Records from a data source:
================
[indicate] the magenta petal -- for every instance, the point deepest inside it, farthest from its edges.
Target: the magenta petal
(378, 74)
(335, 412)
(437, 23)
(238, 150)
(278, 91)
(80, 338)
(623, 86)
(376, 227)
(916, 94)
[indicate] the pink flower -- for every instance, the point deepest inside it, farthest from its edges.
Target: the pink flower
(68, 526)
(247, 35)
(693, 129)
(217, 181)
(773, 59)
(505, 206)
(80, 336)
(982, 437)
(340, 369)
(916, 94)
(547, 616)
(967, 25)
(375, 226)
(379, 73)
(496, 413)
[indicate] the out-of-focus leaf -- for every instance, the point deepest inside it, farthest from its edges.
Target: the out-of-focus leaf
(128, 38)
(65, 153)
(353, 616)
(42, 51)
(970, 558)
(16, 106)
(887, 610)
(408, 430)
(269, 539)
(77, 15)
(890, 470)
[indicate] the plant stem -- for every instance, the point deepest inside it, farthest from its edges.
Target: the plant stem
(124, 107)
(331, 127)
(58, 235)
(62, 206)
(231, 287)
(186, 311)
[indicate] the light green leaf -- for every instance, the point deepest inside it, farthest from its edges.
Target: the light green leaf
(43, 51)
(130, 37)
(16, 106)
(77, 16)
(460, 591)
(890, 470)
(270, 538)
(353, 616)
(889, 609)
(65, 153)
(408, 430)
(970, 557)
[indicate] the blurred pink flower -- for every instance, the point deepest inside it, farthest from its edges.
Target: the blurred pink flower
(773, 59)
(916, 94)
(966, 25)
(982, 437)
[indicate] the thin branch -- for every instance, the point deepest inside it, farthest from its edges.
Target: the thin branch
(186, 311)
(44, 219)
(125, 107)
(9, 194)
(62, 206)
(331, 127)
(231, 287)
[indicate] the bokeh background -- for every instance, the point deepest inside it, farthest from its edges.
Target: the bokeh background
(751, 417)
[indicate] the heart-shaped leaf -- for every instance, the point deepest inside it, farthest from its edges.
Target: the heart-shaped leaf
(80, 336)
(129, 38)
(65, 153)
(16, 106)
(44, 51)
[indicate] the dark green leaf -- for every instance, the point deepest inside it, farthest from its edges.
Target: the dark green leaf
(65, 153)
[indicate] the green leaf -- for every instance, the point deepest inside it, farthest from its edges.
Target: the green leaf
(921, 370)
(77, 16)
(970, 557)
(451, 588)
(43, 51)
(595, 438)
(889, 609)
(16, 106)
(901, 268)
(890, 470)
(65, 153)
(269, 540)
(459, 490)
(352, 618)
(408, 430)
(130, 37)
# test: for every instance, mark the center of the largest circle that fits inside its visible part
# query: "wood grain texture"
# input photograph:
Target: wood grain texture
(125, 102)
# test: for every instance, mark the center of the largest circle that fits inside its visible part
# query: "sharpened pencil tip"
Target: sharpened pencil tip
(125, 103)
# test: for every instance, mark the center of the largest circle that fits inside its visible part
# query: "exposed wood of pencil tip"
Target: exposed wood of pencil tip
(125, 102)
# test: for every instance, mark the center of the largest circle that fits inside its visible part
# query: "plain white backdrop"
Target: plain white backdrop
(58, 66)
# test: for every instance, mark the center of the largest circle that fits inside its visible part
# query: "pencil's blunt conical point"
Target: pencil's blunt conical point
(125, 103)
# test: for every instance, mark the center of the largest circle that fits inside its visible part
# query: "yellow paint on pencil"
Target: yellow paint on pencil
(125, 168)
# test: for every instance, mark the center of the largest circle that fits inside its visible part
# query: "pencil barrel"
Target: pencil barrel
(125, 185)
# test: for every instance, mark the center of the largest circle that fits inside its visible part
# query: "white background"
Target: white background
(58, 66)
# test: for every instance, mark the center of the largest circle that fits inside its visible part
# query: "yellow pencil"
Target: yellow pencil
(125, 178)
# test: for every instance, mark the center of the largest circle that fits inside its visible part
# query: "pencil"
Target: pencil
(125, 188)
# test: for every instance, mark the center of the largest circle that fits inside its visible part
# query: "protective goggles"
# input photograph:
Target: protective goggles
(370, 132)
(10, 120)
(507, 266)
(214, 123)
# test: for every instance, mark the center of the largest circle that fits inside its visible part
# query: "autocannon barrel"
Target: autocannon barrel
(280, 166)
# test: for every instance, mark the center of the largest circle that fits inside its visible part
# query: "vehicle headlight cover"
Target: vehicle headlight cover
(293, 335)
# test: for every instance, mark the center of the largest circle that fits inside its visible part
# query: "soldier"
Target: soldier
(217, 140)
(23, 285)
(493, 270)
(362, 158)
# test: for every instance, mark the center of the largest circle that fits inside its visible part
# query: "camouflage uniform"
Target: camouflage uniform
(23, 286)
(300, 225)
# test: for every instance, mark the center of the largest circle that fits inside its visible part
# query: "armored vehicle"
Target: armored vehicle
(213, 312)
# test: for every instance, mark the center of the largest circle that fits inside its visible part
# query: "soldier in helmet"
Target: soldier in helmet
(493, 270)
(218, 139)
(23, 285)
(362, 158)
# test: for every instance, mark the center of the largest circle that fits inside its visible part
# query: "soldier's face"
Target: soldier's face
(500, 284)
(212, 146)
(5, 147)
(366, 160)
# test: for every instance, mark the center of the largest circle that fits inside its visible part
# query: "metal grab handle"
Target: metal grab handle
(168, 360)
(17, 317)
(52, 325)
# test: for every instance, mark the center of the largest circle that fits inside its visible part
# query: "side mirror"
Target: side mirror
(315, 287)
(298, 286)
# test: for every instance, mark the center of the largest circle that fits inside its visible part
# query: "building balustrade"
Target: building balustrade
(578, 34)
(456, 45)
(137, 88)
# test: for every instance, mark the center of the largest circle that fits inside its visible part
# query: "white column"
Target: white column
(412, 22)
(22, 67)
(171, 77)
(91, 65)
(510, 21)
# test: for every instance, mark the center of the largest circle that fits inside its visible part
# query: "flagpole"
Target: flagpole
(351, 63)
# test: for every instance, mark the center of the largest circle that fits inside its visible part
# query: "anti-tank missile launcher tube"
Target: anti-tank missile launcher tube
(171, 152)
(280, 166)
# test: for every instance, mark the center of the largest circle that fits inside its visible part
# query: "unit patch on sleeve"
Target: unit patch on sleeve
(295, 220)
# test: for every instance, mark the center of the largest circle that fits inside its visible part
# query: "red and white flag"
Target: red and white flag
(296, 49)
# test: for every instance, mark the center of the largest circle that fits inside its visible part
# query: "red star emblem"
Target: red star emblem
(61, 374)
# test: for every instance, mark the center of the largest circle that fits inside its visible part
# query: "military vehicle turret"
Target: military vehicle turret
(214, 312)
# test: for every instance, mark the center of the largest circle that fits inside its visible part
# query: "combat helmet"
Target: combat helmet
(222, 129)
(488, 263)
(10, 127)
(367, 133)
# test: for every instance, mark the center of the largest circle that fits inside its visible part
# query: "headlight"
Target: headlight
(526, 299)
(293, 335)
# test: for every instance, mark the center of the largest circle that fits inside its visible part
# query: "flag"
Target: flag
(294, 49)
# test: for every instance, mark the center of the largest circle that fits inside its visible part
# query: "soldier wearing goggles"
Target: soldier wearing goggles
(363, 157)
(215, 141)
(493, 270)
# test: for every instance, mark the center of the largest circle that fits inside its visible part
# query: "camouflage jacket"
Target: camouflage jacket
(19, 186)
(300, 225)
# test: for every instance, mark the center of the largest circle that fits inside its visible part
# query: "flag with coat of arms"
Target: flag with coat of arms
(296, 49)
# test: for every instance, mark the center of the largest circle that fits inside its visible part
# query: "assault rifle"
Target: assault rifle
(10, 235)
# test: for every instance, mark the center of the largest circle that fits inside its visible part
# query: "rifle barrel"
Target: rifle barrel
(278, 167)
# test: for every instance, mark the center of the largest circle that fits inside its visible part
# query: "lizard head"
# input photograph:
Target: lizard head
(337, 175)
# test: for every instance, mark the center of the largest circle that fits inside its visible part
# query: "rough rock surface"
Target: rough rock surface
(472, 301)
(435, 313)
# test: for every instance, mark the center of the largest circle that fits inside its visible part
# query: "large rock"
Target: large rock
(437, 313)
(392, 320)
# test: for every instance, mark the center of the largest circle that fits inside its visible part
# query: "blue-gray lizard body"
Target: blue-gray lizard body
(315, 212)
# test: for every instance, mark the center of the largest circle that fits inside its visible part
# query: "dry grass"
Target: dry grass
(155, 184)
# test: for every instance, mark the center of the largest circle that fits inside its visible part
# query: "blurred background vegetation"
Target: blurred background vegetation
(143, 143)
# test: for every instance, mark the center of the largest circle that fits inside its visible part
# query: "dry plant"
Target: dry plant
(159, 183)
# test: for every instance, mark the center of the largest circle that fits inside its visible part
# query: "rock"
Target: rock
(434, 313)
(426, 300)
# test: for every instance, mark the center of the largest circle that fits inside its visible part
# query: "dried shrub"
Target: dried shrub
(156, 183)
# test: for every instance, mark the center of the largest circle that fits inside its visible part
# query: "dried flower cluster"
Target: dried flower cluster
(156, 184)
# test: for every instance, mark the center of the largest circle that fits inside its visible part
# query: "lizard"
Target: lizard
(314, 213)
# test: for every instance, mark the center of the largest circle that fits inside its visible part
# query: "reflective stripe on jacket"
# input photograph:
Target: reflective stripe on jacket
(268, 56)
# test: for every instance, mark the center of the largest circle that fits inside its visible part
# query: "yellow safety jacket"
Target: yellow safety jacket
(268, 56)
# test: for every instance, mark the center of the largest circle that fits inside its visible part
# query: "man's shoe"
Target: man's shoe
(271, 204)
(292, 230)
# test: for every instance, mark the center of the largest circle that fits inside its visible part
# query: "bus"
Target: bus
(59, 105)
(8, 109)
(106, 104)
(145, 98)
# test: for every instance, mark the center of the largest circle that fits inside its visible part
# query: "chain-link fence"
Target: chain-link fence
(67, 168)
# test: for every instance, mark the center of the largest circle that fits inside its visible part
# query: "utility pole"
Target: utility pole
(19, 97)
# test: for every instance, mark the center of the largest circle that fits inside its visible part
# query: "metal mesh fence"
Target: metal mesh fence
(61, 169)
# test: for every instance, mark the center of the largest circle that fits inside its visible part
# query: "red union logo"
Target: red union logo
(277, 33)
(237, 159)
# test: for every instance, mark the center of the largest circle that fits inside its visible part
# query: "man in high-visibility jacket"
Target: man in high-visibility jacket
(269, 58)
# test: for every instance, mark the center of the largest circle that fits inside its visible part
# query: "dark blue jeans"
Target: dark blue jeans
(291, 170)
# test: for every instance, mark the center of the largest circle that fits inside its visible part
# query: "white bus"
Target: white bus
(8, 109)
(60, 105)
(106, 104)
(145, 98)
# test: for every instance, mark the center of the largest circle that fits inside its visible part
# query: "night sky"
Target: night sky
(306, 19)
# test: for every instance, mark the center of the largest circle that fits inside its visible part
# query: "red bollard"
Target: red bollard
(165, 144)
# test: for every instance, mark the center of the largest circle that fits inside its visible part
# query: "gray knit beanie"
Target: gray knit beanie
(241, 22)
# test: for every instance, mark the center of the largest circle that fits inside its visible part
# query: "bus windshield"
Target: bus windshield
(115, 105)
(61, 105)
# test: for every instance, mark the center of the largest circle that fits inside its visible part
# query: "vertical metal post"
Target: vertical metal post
================
Short task: Please find every line in the records above that contains the string "fence", treating uppercase and lowercase as different, and copy each of those lines.

Solved problem:
# query: "chain-link fence"
Target: chain-link fence
# query: "metal mesh fence"
Target: metal mesh fence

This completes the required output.